PROBLEM DESCRIPTION: Rewrite the lines below, from the line containing "Trace the outline of every instance of the dry" through the last line, with "vertex" replaced by "point" and nothing else changed.
■ ■ ■ ■ ■ ■ ■
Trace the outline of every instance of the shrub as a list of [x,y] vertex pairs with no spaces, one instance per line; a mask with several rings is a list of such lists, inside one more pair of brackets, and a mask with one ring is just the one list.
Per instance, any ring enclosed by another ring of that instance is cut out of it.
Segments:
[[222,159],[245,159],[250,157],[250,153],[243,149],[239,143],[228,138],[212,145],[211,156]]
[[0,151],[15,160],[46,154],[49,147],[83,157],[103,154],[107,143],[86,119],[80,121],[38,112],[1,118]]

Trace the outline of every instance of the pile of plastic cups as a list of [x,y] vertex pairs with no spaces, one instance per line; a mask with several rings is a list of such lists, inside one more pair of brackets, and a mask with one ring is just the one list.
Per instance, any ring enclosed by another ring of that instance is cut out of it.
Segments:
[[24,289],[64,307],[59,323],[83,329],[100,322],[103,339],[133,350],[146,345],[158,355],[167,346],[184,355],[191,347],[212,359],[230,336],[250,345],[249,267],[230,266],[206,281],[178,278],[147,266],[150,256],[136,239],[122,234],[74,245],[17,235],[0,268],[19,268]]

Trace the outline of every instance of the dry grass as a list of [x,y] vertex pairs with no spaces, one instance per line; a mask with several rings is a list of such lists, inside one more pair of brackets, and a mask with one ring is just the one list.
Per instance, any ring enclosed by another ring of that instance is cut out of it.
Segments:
■ ■ ■ ■ ■ ■ ■
ANSWER BELOW:
Trace the outline of every instance of the dry grass as a list of [x,y] point pairs with no spaces, one instance per line; a mask with several rings is a list of such lists, inside one more pair of brackets, and a mask with one ring is just the one list.
Per instance, any ring enclosed by another ring of that instance is cut out of it.
Segments:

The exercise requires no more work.